#### What you need to do
Rewrite the rows below, replacing "cookie" with "biscuit" and leaving everything else unchanged.
Begin
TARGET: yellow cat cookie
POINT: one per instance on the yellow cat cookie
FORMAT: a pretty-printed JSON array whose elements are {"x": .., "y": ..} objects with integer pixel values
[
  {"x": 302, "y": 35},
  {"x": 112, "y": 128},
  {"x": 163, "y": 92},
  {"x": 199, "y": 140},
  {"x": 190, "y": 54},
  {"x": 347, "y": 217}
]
End
#### Answer below
TARGET: yellow cat biscuit
POINT: one per instance on the yellow cat biscuit
FORMAT: a pretty-printed JSON array whose elements are {"x": .., "y": ..} objects with integer pixel values
[
  {"x": 302, "y": 35},
  {"x": 112, "y": 128},
  {"x": 163, "y": 92},
  {"x": 199, "y": 140},
  {"x": 190, "y": 54},
  {"x": 347, "y": 217}
]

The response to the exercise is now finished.